- _Prompt_:
Could you edit the entries from the line with "Please annotate the striped" to the line with "[571,257,620,294]", replacing "as tight as possible" with "as snug as possible" and leaving everything else unchanged? Return only those lines.

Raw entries
%%

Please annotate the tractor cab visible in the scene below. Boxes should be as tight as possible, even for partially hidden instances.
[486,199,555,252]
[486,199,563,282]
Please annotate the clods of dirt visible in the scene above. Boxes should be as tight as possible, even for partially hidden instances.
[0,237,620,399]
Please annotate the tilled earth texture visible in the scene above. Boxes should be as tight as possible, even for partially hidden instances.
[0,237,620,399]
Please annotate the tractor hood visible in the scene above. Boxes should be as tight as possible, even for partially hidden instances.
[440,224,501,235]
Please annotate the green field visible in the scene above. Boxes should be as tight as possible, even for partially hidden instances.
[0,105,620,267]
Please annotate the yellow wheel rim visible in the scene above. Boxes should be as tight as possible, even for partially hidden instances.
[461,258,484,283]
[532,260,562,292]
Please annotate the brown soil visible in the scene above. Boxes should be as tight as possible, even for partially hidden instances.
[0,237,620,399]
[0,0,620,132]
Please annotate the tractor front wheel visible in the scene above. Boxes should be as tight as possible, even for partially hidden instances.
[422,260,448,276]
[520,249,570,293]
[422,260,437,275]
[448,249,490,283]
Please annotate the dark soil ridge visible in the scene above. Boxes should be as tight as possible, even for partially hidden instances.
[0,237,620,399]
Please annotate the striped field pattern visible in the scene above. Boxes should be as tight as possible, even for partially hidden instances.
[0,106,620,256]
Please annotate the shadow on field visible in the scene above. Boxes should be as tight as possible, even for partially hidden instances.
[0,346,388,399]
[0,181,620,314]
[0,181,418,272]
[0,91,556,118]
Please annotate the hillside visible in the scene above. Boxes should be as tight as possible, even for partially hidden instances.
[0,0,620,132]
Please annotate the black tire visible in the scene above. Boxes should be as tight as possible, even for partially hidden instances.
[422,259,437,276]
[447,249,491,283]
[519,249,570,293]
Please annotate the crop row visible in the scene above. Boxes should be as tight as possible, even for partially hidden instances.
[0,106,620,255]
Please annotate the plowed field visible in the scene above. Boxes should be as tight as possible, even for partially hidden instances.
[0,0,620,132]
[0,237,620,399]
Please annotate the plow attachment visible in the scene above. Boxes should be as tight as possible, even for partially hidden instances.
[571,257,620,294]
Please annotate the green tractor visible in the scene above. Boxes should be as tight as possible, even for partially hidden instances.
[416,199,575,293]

%%

- _Exercise answer_:
Please annotate the striped field pattern visible in the scene above. Boxes should be as snug as possible, even for partially hidden instances.
[0,106,620,256]
Please annotate the shadow on field visible in the scene above. Boxes should be as snug as possible, even for partially hidden instances.
[0,346,388,399]
[0,181,620,314]
[0,181,418,272]
[0,91,556,118]
Please annotate the hillside visible in the scene above. Boxes should be as snug as possible, even for partially hidden instances.
[0,0,620,132]
Please annotate the black tire visible in the scene above. Boxes should be as snug as possible, even for partially hidden instances.
[422,259,437,276]
[447,249,491,283]
[519,249,570,293]
Please annotate the crop row visible in the scene above. Boxes should be as snug as possible, even for partially hidden instances.
[0,106,620,255]
Please annotate the plowed field visible in the scene above. Boxes should be as snug as possible, even for partially hidden instances.
[0,0,620,132]
[0,237,620,399]
Please annotate the plow attachment visible in the scene above. Boxes should be as snug as possible, even for partially hidden instances.
[571,257,620,294]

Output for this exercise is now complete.